> _What to produce_
Retype the listing exactly; omit pictures.

*** Begin section ***

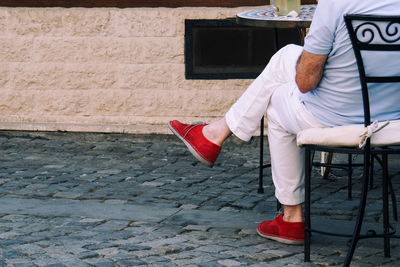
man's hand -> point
(309, 70)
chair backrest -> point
(374, 33)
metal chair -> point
(372, 34)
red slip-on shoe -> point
(291, 233)
(192, 135)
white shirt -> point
(337, 99)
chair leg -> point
(261, 163)
(391, 190)
(361, 210)
(307, 205)
(385, 198)
(394, 201)
(350, 177)
(371, 176)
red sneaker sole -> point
(282, 239)
(189, 146)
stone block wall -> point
(104, 69)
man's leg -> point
(204, 141)
(244, 116)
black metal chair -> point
(367, 33)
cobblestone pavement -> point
(73, 199)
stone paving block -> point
(134, 202)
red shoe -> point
(291, 233)
(192, 135)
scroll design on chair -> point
(367, 32)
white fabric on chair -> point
(354, 135)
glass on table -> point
(284, 7)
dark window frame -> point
(194, 70)
(136, 3)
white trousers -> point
(275, 94)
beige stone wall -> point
(104, 69)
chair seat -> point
(349, 135)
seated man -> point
(301, 87)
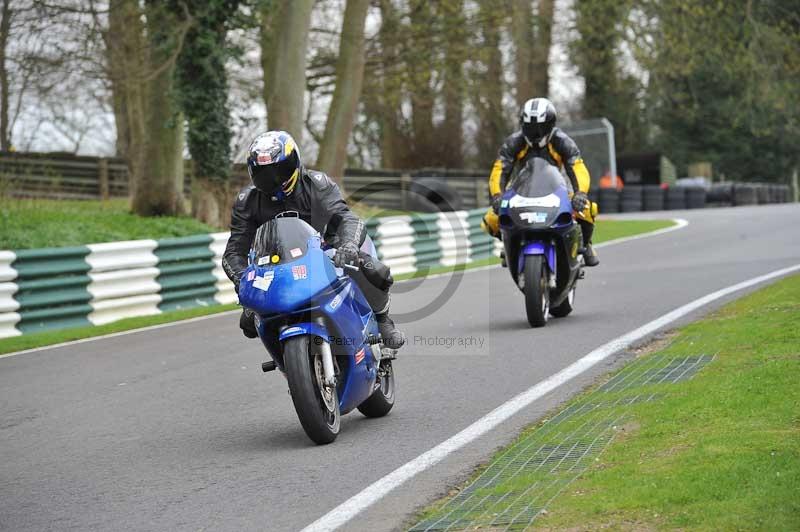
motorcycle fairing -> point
(321, 292)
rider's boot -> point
(589, 255)
(247, 323)
(392, 338)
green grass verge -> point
(36, 223)
(718, 452)
(30, 341)
(615, 229)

*** End section ***

> _Solution for this task_
man's hand -> point
(309, 70)
chair backrest -> point
(374, 33)
metal chair -> point
(372, 34)
red slip-on shoe -> point
(291, 233)
(192, 135)
white shirt -> point
(337, 99)
chair leg -> point
(261, 163)
(391, 190)
(361, 210)
(307, 205)
(385, 198)
(394, 201)
(350, 177)
(371, 176)
red sneaker sole -> point
(282, 239)
(189, 146)
stone block wall -> point
(104, 69)
man's leg -> point
(204, 141)
(244, 116)
black metal chair -> point
(367, 33)
cobblestone pavement -> point
(73, 199)
stone paving block -> point
(134, 202)
red shoe -> point
(291, 233)
(192, 135)
scroll design on chair -> point
(367, 32)
white fabric on chair -> point
(354, 135)
glass on table -> point
(284, 7)
dark window frame -> point
(194, 70)
(136, 3)
white trousers -> point
(275, 94)
beige stone wall -> point
(104, 69)
chair seat -> point
(349, 135)
seated man -> point
(301, 87)
motorcycle fairing -> point
(321, 292)
rider's boot -> point
(589, 255)
(247, 323)
(392, 338)
green grass verge -> point
(36, 223)
(718, 452)
(30, 341)
(615, 229)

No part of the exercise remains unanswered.